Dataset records
----------

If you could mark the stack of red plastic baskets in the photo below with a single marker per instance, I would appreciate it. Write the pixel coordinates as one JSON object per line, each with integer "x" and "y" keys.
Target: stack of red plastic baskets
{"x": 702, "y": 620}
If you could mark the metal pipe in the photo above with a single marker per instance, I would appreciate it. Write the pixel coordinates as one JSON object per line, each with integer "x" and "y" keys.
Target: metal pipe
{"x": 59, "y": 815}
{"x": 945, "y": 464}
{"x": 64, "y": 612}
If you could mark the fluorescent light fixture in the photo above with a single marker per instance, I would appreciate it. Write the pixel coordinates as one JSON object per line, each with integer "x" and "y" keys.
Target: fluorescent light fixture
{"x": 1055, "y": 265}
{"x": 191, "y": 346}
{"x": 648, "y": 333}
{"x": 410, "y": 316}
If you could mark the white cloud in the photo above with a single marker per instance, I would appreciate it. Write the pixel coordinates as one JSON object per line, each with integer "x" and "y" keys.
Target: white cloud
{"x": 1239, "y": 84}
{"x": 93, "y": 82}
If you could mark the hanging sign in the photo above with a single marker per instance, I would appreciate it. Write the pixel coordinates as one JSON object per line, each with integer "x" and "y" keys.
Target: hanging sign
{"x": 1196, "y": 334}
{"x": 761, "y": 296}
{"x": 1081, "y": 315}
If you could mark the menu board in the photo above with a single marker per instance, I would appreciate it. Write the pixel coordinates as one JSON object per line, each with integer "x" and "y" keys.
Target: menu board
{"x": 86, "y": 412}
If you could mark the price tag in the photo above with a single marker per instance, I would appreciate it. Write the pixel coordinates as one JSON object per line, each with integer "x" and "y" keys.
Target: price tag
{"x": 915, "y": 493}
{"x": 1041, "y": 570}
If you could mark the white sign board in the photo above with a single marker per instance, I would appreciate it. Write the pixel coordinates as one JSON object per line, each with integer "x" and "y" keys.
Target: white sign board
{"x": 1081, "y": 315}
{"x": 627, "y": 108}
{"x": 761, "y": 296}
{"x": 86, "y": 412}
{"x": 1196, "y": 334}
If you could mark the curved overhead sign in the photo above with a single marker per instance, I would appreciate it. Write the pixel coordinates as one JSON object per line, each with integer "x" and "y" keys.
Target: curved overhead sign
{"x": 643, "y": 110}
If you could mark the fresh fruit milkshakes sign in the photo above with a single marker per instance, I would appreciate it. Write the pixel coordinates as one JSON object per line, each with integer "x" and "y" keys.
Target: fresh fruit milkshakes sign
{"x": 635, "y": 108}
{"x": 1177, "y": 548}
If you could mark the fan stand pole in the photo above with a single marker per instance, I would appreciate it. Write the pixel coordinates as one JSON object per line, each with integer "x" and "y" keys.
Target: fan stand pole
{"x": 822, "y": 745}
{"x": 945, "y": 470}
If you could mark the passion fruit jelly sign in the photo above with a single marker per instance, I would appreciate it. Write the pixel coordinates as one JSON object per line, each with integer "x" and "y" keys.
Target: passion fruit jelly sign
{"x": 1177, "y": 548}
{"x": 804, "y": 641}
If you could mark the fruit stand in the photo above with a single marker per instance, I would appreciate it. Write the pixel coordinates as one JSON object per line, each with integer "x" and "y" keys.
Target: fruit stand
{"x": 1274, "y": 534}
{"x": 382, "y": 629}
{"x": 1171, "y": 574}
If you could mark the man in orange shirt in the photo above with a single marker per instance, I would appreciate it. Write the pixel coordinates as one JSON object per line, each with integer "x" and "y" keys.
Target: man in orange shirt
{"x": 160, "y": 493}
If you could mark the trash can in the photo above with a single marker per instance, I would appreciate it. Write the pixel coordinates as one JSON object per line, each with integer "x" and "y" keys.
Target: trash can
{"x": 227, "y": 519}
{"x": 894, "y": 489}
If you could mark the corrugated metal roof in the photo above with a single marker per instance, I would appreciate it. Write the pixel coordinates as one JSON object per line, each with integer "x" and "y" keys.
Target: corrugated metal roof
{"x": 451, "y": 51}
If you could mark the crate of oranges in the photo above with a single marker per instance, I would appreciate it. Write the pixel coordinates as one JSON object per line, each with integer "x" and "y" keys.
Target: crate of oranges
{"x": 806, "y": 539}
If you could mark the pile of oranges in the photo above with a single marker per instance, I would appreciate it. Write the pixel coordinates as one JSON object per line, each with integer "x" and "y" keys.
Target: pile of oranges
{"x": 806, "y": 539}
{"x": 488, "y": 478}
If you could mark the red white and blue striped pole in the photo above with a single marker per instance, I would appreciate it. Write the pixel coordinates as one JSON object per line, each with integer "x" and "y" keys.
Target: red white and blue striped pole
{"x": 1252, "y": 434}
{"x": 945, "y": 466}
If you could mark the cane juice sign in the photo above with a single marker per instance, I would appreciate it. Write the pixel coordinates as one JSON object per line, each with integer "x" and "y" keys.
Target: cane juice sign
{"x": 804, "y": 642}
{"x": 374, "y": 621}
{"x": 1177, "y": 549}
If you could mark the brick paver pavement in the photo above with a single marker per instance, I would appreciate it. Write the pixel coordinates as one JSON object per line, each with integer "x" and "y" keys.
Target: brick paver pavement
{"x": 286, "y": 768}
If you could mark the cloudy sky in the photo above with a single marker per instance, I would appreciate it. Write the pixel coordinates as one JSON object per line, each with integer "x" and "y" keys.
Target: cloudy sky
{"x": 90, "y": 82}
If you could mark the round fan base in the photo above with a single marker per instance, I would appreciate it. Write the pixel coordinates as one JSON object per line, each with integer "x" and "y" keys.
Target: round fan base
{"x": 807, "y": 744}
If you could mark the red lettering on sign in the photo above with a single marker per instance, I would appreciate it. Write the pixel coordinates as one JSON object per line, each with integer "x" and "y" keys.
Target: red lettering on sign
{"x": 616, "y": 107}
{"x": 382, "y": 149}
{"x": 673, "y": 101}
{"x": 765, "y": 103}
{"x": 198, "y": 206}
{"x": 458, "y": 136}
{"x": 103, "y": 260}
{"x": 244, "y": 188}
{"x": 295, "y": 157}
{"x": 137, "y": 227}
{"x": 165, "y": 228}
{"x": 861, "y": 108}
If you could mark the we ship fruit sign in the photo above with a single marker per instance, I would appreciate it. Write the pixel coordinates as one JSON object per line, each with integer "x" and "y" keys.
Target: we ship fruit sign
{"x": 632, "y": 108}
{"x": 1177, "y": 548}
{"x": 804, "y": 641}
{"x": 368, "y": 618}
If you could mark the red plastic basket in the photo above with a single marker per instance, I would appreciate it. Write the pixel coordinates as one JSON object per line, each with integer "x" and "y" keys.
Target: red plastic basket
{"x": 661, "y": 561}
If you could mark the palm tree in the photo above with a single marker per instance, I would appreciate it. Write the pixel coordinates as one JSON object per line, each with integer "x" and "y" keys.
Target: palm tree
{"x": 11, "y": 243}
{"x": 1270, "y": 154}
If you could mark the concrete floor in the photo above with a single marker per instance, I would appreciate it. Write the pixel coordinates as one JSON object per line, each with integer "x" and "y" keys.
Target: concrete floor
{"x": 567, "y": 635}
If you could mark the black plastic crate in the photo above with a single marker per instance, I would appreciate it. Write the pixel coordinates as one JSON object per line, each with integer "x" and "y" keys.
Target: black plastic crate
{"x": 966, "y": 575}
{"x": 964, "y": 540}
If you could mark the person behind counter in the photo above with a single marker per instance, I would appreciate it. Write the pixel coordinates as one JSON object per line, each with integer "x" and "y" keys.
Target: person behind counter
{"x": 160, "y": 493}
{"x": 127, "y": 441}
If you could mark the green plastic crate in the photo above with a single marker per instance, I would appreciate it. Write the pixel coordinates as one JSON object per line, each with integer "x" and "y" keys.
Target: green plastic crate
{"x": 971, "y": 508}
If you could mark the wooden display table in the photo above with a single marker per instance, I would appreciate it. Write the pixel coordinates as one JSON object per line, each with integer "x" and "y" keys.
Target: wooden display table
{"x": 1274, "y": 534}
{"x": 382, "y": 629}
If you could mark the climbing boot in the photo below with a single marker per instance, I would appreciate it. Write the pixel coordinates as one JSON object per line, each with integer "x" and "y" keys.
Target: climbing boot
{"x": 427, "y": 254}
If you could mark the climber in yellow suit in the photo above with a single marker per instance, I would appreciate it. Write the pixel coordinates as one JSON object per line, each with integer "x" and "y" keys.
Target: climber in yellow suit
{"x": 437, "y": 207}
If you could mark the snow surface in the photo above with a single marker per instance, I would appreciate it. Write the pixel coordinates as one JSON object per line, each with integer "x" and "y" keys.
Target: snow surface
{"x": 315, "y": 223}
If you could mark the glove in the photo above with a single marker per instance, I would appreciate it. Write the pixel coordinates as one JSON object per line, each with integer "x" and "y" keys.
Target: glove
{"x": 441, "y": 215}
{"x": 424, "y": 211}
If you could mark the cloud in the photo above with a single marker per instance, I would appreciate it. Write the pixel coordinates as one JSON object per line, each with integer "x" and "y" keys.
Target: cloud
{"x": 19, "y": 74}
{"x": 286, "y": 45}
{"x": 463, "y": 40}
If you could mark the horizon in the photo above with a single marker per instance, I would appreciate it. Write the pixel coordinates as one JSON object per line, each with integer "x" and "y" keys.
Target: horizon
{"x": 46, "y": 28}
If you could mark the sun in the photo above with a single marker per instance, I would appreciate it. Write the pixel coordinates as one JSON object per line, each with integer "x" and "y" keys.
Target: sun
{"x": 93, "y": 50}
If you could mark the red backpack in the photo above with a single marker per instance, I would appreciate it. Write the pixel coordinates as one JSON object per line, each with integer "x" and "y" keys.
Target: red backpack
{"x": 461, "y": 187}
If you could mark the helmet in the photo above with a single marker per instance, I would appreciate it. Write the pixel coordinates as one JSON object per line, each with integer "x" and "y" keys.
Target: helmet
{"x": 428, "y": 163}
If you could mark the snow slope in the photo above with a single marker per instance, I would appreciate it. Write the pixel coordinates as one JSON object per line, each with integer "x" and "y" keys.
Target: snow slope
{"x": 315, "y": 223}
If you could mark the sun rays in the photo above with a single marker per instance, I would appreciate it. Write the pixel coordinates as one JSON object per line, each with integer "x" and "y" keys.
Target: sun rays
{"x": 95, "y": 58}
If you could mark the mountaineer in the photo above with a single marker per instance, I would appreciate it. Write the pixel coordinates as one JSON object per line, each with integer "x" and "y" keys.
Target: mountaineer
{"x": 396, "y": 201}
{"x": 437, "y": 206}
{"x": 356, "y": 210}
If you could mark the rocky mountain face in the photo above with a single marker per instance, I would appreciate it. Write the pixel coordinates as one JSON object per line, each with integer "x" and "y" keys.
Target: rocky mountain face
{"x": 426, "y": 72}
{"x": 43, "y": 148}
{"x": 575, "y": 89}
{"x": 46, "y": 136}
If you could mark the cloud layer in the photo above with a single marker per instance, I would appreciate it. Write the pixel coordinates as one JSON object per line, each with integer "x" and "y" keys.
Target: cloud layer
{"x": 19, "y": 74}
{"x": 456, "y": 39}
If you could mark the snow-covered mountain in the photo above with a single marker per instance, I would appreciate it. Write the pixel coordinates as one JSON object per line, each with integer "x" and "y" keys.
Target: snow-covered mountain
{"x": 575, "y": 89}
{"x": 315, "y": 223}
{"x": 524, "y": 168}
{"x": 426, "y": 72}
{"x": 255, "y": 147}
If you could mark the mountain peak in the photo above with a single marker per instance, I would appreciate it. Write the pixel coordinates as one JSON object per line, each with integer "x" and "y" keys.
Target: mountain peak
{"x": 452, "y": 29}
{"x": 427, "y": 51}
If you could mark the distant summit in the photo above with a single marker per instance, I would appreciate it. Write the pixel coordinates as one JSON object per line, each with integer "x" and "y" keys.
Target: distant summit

----------

Only the lines from the one that contains "If you could mark the mountain peak" through the last line should be repeated, each exactly as it stands, with both ends included.

If you could mark the mountain peak in the photo above with a single marker per instance, I would appreciate it. Write the pixel coordinates as one JSON object per line, each with integer "x" and "y" keys.
Target: mountain peak
{"x": 452, "y": 29}
{"x": 427, "y": 51}
If you could mark the distant summit in the photo above with a single marker per instance, I would appreciate it. Write the pixel coordinates as one JSON object per line, each with integer "x" and "y" keys.
Target: distant summit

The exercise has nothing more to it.